**** Selected excerpt ****
Jonathan Cameron Dec. 16, 2024, 10:44 a.m. UTC | #1
On Thu, 12 Dec 2024 14:27:28 +0000
Karolina Stolarek <karolina.stolarek@oracle.com> wrote:

> TL;DR
> ====
> 
> We are getting multiple reports about excessive logging of Correctable
> Errors with no clear common root cause. As these errors are already
> corrected by hardware, it makes sense to limit them. Introduce
> a ratelimit state definition to pci_dev to control the number of
> messages reported by a Root Port within a specified time interval.
> The series adds other improvements in the area, as outlined in the
> Proposal section.

Hi Karolina,

Just to check, this doesn't affect tracepoints?   From a quick read
of the patches they look like they will still be triggered so monitoring
tools will see the correctable errors.  That's definitely the right
option even if we limit prints to the kernel log.

Assuming I read it right, change the series title to make it clear this
is just the prints to the kernel log that you are touching.

Thanks,

Jonathan
Karolina Stolarek Dec. 17, 2024, 8:34 a.m. UTC | #2
Hi Jonathan,

Many thanks for taking a look at the patches.

On 16/12/2024 11:44, Jonathan Cameron wrote:
> 
> Hi Karolina,
> 
> Just to check, this doesn't affect tracepoints?   From a quick read
> of the patches they look like they will still be triggered so monitoring
> tools will see the correctable errors.  That's definitely the right
> option even if we limit prints to the kernel log.

The tracing seems to be working -- rasdaemon recorded every correctable
error despite that we didn't print all of them to the kernel log.

> Assuming I read it right, change the series title to make it clear this
> is just the prints to the kernel log that you are touching.

OK, will do that in the next version.

All the best,
Karolina

> 
> Thanks,
> 
> Jonathan
****
Written problem 1:
Condense the paragraph of the thread that starts "We are getting multiple reports" into a short bulleted list that keeps its main facts.
Written problem 2:
Reproduce word for word the stretch of the thread that starts at the words "On 16/12/2024 11:44, Jonathan" and ends after the words "them to the kernel log.".
Written problem 3:
List every distinct calendar date mentioned in the thread, counting each date once even if it is written in more than one format.
**** Extracted material ****
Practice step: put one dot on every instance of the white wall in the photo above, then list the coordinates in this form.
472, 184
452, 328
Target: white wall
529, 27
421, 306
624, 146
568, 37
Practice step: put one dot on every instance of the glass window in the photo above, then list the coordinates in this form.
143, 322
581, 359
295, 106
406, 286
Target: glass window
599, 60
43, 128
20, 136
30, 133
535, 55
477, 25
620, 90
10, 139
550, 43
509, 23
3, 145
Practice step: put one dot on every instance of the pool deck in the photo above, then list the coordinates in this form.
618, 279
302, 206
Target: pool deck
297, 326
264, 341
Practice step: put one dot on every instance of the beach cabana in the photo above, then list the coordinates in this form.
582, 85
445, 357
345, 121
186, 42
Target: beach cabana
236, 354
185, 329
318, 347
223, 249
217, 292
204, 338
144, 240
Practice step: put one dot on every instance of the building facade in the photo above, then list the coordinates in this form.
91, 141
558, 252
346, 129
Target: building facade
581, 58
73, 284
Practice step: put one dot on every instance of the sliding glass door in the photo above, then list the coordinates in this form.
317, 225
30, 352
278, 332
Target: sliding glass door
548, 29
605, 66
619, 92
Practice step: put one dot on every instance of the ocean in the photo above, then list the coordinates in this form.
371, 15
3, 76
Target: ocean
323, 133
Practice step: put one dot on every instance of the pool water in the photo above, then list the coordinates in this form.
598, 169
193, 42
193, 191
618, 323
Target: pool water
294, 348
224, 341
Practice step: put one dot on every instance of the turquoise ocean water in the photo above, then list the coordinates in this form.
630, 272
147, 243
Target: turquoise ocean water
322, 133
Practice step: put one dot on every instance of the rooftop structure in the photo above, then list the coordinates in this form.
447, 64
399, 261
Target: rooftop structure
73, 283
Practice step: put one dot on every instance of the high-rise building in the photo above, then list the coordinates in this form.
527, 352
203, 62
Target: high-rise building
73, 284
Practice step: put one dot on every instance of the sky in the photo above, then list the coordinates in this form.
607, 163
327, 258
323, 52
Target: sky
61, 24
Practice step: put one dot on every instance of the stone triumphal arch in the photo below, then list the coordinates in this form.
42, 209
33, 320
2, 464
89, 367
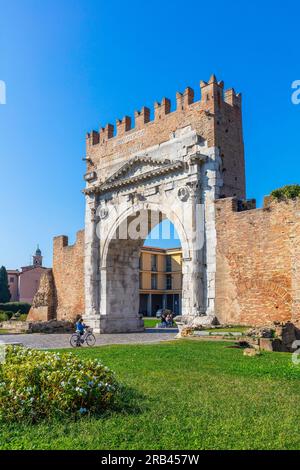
****
Worked solution 1:
- There are multiple reports of excessive logging of Correctable Errors, with no clear common root cause.
- Hardware already corrects these errors, so it makes sense to limit them.
- A ratelimit state definition is introduced to pci_dev to control how many messages a Root Port reports within a specified time interval.
- The series adds other improvements in the area, outlined in the Proposal section.

Worked solution 2:
On 16/12/2024 11:44, Jonathan Cameron wrote:
> 
> Hi Karolina,
> 
> Just to check, this doesn't affect tracepoints?   From a quick read
> of the patches they look like they will still be triggered so monitoring
> tools will see the correctable errors.  That's definitely the right
> option even if we limit prints to the kernel log.

The tracing seems to be working -- rasdaemon recorded every correctable
error despite that we didn't print all of them to the kernel log.

Worked solution 3:
- 12 December 2024
- 16 December 2024
- 17 December 2024